*TASK STATEMENT:*
Please transcribe the entries below exactly and leave out every picture.

*INFORMATION:*
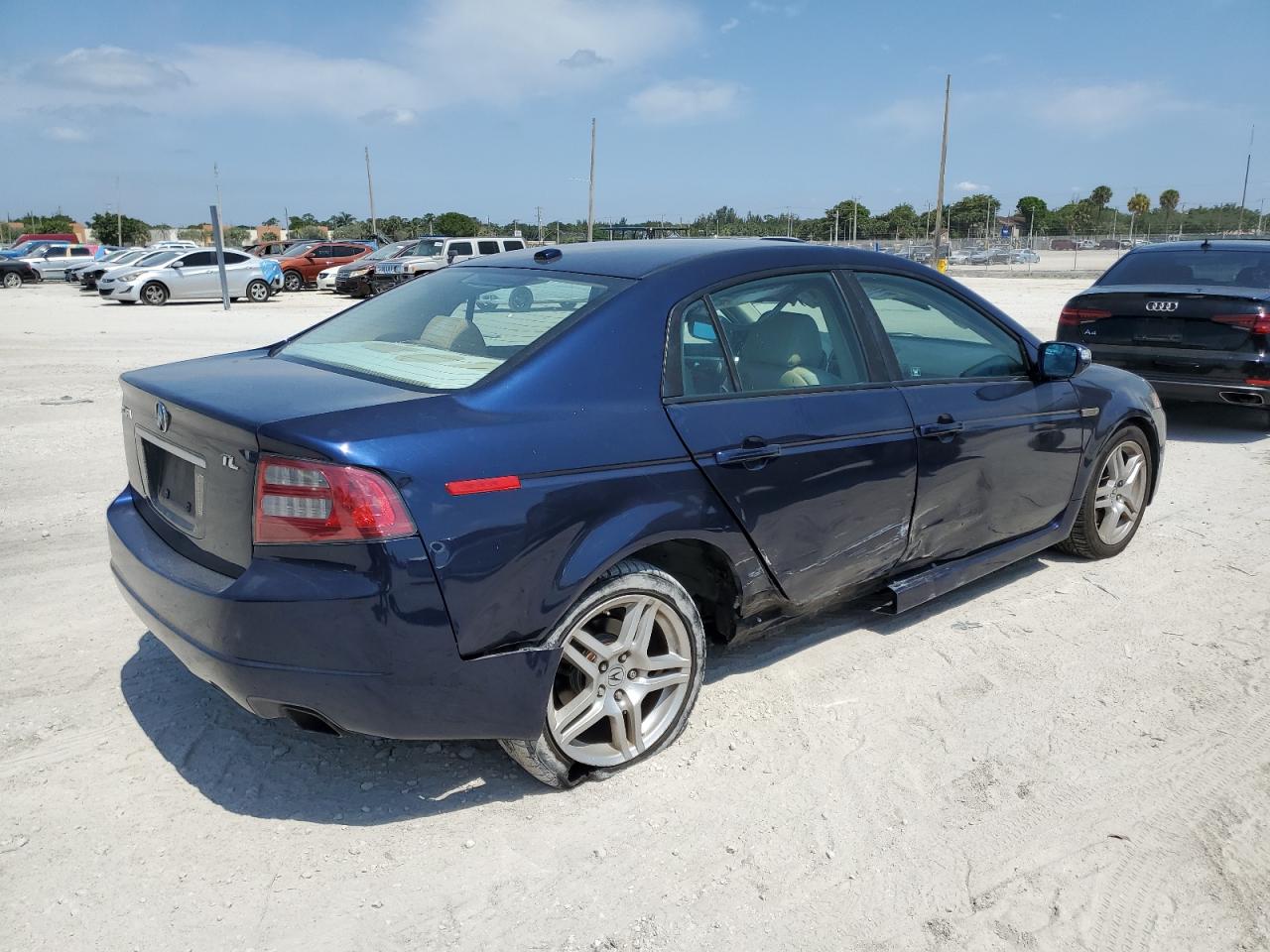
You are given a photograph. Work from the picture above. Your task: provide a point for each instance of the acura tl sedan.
(516, 499)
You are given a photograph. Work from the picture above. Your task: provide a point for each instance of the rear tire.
(630, 673)
(1115, 500)
(154, 295)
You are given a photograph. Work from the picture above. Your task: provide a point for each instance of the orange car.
(302, 270)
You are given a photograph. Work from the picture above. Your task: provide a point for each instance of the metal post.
(944, 155)
(220, 257)
(370, 191)
(590, 185)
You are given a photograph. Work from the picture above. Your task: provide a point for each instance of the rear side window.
(451, 330)
(705, 366)
(790, 331)
(1232, 268)
(937, 335)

*ANSWER SPACE:*
You are given a photograph. Work from the picture above. Your task: provide a point for each instance of the acura tl sedan.
(516, 499)
You are given a photograph. Work from the picture above. Your task: provide a point for each instance of the rear tire.
(630, 673)
(1115, 500)
(154, 295)
You are given a photograph. Work from the picture above. Your task: provide a point for each instance of the orange car.
(302, 270)
You are given a photograph. Work from the picture above. Your task: provide a point for each instance of the metal post.
(944, 155)
(220, 257)
(370, 191)
(590, 185)
You are given a photograph. Work from the picture above. Your task: provide a point for each instance of the rear side window.
(451, 330)
(705, 366)
(790, 331)
(1232, 268)
(937, 335)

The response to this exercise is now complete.